(Stored data)
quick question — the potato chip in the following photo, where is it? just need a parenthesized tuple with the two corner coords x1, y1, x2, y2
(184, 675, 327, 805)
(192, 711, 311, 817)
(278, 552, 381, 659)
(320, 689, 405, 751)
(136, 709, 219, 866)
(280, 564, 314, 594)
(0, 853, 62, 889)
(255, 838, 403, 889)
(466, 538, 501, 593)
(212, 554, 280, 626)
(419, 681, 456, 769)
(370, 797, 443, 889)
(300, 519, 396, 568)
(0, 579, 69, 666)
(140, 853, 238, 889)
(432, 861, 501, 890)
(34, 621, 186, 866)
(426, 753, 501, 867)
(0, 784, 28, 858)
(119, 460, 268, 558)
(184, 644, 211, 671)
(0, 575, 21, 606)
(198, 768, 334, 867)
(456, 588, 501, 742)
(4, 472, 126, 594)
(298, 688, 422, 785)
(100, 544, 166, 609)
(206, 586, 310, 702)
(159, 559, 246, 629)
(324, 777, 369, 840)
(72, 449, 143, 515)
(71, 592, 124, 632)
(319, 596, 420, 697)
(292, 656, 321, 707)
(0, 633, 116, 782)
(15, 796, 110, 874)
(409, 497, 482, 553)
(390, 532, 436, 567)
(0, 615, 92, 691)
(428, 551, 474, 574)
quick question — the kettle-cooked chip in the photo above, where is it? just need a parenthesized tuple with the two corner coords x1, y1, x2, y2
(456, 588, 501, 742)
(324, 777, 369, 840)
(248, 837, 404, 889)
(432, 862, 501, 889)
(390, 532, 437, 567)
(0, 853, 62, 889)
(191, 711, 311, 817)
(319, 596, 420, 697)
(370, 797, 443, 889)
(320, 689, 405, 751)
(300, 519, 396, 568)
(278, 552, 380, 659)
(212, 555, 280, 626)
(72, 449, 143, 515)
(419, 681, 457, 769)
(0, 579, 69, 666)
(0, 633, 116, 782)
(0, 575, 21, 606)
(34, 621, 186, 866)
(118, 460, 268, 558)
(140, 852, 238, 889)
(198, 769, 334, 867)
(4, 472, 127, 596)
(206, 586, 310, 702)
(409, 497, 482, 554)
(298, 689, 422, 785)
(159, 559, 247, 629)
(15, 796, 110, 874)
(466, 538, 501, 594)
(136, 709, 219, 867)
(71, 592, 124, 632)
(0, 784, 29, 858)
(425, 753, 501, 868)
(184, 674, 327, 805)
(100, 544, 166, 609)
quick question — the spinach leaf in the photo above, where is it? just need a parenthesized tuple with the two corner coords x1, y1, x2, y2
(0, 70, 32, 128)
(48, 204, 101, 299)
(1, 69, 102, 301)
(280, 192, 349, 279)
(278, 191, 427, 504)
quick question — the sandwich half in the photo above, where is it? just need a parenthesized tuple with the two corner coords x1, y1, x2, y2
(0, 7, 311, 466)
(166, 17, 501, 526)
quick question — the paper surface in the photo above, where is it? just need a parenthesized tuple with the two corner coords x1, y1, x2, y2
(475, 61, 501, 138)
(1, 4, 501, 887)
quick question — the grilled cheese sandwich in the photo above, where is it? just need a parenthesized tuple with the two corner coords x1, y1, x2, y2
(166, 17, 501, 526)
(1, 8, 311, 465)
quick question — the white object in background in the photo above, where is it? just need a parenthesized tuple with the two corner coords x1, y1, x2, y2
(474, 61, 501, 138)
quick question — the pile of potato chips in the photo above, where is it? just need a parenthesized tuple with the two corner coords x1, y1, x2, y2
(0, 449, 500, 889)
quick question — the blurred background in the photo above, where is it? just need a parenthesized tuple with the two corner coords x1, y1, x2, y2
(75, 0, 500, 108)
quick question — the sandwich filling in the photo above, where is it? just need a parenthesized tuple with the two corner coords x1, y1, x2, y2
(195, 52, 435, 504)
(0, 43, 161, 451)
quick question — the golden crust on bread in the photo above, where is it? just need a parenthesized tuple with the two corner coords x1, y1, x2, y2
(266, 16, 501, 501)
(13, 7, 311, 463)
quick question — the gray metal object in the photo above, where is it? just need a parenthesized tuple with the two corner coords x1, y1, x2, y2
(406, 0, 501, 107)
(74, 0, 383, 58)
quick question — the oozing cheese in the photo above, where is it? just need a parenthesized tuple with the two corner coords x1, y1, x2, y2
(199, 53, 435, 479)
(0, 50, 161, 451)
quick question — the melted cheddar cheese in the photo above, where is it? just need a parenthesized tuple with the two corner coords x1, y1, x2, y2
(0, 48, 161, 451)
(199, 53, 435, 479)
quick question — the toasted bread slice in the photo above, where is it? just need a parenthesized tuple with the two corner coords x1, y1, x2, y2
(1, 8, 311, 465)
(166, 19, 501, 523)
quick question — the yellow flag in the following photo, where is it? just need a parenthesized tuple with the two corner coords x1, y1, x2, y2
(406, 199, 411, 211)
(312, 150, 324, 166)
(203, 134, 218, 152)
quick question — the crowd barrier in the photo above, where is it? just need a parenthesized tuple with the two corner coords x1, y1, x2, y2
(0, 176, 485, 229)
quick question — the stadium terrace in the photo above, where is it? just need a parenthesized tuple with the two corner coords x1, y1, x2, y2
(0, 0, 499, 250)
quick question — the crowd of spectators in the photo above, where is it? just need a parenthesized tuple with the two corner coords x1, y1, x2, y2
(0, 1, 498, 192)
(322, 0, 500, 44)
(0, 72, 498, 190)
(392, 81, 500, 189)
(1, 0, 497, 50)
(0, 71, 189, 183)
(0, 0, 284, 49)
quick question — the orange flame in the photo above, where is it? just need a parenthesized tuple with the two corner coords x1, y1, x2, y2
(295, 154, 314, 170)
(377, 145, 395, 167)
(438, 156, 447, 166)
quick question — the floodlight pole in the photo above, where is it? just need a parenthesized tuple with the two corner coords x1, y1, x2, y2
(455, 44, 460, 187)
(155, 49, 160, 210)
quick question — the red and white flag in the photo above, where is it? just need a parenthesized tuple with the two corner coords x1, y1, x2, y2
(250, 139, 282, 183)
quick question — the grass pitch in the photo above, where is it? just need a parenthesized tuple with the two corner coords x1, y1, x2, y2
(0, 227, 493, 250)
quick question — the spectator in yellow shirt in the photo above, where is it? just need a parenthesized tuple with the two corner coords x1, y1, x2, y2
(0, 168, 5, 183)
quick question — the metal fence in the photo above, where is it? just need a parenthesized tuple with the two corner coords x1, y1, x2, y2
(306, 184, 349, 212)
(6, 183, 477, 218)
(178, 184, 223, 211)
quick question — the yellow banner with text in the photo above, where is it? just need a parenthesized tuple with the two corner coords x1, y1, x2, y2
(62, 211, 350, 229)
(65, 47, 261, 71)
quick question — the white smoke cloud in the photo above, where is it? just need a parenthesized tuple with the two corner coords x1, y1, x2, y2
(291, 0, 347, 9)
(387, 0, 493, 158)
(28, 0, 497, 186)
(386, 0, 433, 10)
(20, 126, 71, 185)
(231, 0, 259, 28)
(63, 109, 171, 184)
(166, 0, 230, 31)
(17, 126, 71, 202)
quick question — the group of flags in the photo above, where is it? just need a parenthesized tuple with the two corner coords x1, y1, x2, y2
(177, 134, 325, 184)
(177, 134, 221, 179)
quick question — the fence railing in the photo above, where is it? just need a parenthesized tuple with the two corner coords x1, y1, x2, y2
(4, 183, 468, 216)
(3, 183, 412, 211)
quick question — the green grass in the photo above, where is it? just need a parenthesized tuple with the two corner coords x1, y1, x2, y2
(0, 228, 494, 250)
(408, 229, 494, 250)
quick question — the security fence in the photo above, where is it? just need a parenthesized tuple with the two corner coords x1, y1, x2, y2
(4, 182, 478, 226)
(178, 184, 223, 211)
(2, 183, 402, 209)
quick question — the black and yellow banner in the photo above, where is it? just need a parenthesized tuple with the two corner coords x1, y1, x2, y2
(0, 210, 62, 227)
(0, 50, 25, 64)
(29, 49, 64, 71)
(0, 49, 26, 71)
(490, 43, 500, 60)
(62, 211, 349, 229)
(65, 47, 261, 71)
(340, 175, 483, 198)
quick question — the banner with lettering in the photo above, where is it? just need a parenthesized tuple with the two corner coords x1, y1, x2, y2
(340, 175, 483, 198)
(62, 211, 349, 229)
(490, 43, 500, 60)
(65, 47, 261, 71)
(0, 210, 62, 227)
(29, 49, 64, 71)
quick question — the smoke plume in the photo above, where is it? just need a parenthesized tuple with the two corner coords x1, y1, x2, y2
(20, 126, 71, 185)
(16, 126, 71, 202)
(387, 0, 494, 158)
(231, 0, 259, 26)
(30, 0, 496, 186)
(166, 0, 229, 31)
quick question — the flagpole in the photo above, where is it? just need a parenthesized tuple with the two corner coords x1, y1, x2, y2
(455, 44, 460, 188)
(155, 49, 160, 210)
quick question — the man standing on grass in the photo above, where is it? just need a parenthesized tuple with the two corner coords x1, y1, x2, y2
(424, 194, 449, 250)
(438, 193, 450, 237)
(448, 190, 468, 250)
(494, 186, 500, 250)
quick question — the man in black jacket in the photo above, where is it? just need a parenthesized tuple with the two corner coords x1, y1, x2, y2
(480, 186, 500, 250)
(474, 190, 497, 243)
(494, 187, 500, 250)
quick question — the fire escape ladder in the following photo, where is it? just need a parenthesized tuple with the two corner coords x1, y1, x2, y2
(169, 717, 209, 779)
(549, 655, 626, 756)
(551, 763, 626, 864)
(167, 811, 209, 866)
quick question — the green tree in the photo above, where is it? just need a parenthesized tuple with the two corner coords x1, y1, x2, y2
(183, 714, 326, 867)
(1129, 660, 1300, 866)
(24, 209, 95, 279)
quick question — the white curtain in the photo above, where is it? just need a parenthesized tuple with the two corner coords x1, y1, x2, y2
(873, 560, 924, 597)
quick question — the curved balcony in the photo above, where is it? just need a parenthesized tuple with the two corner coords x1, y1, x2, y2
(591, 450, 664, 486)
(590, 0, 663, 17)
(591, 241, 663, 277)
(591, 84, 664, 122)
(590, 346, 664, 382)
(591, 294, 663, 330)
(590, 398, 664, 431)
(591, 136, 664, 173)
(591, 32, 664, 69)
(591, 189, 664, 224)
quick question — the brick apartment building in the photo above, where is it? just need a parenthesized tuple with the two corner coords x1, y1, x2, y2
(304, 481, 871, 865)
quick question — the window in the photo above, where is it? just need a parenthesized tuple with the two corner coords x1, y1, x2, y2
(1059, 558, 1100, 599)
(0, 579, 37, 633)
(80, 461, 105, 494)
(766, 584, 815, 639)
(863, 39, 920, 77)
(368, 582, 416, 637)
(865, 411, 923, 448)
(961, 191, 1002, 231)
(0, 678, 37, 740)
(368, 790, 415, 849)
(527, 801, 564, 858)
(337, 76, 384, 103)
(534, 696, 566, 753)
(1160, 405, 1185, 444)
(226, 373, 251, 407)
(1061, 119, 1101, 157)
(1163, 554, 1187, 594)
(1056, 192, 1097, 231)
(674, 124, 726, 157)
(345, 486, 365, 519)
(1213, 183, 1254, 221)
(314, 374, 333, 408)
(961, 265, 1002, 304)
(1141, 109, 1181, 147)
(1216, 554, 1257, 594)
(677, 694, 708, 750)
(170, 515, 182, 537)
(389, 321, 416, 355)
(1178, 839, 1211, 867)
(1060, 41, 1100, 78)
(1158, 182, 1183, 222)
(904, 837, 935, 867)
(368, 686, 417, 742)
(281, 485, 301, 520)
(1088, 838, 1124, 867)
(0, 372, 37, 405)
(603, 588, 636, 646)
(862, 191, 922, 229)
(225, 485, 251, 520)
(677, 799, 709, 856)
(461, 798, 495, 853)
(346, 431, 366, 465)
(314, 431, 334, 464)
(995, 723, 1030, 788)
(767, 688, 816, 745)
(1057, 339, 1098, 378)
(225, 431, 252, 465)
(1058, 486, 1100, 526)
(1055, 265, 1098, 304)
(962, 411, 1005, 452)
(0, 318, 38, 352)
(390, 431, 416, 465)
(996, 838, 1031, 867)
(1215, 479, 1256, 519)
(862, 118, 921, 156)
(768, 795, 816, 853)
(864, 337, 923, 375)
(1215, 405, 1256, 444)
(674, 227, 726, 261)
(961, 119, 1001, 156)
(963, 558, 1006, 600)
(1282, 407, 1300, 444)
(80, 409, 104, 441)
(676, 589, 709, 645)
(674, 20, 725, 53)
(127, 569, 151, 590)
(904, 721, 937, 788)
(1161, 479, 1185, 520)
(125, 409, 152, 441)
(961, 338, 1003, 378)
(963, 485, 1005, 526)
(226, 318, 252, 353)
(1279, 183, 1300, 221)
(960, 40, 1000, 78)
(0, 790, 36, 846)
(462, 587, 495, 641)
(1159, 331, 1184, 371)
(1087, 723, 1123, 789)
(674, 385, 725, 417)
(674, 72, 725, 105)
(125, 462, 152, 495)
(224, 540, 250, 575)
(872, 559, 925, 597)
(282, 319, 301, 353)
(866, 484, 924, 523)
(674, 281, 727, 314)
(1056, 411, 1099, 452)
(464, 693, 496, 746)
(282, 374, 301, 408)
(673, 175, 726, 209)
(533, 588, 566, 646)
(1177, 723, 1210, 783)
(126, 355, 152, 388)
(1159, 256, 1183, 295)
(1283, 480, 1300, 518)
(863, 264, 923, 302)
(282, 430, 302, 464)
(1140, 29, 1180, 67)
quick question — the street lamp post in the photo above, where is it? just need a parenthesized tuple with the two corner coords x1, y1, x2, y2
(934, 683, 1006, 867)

_What the exercise asks_
Each line from the one containing "quick question — the street" through the last line of the entries is to be copied exactly, with no other lines added.

_Answer for this exercise_
quick question — the street lamp post in the photo above, where is it? just need a parenthesized tuple with the two corner coords x1, y1, x2, y2
(934, 683, 1006, 867)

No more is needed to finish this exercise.